Job » Copy out the lines of the data below, from the line containing "Field-scouting task: mark every instance of the white" through the line containing "point(332, 152)", including both of those lines.

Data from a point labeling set
================

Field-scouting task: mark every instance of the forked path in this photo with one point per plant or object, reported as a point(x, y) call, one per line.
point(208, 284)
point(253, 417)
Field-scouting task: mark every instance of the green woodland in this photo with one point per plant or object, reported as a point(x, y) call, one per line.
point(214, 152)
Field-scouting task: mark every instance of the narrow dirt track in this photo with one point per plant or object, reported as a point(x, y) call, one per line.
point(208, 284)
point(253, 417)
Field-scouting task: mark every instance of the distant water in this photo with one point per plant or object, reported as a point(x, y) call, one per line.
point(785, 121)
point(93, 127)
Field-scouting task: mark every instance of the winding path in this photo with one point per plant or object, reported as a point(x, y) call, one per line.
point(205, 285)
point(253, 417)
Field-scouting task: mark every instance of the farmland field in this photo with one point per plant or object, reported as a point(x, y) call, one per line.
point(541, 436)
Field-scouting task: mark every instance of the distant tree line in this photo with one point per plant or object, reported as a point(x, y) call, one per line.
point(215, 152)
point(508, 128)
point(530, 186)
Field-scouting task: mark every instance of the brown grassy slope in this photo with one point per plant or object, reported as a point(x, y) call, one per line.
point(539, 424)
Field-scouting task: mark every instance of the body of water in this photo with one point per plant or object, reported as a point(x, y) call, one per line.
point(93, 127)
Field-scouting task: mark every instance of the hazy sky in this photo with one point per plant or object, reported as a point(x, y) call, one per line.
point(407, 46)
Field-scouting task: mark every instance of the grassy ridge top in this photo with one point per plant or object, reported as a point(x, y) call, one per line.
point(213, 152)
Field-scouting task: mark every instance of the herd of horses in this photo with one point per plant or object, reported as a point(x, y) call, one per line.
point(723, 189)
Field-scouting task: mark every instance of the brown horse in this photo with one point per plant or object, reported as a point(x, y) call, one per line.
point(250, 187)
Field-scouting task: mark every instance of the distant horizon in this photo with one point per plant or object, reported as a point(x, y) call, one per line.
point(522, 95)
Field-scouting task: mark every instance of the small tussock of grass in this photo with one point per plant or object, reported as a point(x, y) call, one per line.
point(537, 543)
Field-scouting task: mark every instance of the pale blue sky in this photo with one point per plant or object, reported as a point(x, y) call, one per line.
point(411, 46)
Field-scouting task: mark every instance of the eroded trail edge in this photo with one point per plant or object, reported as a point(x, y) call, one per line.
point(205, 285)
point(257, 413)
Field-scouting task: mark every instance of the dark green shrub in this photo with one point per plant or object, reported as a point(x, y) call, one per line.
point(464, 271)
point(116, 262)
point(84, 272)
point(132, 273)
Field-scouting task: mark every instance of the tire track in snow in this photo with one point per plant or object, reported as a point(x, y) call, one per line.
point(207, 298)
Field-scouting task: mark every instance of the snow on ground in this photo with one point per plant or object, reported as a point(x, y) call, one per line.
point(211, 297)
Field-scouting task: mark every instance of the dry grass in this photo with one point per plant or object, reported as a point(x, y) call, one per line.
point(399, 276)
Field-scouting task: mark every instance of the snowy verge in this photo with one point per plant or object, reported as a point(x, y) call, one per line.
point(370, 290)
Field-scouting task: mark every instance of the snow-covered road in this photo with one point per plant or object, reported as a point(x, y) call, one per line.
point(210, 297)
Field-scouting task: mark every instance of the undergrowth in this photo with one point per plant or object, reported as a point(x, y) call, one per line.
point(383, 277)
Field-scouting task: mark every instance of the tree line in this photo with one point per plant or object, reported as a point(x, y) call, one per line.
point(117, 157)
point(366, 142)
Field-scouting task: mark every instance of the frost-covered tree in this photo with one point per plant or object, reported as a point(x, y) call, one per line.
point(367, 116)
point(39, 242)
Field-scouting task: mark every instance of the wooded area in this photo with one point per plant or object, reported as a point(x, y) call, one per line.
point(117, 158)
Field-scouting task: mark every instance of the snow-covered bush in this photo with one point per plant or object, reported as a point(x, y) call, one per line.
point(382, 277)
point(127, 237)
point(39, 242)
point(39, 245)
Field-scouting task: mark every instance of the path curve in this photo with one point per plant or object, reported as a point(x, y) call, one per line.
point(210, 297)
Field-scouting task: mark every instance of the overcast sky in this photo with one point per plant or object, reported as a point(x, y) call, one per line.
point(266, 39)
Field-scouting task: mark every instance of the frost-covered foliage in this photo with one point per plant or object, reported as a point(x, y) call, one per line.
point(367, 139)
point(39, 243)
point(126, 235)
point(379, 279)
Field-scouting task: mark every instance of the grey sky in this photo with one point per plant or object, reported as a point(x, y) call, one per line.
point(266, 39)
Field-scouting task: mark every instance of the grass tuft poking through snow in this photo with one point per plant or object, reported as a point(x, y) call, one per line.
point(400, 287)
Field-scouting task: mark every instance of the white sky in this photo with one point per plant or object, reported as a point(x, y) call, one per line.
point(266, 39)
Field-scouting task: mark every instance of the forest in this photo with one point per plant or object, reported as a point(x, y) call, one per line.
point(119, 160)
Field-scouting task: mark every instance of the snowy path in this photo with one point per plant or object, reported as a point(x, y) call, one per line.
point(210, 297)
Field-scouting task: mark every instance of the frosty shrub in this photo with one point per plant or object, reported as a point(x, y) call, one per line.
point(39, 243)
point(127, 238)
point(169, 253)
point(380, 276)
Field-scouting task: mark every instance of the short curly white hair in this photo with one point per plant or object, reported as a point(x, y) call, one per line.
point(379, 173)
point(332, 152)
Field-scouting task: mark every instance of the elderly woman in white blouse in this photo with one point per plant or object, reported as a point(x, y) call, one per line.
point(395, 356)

================

Result below »
Field-scouting task: mark every instance of the white sky in this photo with one point per plant or object, reported as a point(x, y) call, one per line.
point(266, 39)
Field-scouting task: mark every instance of the forest in this photo with one point per plant or object, reported as a point(x, y) call, one per line.
point(119, 160)
Field-scouting task: mark every instance of the snowy path in this photo with one point per plant or object, reported as a point(x, y) call, one per line.
point(210, 297)
Field-scouting task: mark every instance of the frosty shrub in this photo with one point per plant or object, reported as a point(x, y) call, one per line.
point(39, 243)
point(127, 238)
point(169, 253)
point(380, 276)
Field-scouting task: mark every instance of the short curly white hair in this photo with one point per plant or object, reported as a point(x, y) call, one per line.
point(379, 173)
point(332, 152)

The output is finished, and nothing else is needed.